_Activity:_
Search the entries below for the word "scone" and copy every line where it appears.
─── Supplied entries ───
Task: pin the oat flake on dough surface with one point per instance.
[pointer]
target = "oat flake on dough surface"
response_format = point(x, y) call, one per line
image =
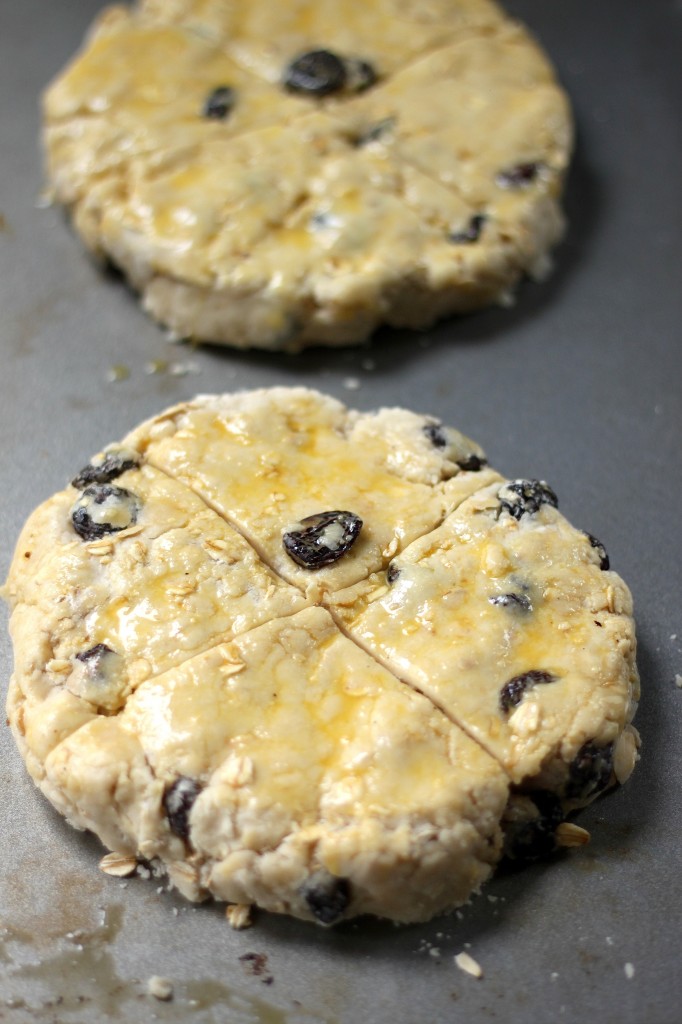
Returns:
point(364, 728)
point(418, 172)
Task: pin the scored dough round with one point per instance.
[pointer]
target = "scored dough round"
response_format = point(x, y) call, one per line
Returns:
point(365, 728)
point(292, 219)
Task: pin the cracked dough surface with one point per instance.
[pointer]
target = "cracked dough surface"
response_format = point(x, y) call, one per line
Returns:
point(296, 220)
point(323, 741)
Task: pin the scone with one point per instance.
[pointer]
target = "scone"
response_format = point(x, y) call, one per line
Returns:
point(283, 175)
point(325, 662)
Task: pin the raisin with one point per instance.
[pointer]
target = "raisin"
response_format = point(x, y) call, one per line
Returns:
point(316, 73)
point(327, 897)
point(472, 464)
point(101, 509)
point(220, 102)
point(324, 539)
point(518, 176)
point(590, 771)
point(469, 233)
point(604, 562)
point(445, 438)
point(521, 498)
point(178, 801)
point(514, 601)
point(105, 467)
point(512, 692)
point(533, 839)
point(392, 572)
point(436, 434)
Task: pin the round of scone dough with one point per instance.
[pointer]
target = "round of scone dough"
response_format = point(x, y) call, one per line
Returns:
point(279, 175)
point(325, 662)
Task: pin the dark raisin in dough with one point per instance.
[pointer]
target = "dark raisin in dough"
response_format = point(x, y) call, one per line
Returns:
───
_Response to the exercise:_
Task: pin the scone with one point per instance.
target = "scone"
Task: pin the round of scone dough with one point per instance.
target = "round of scone dough"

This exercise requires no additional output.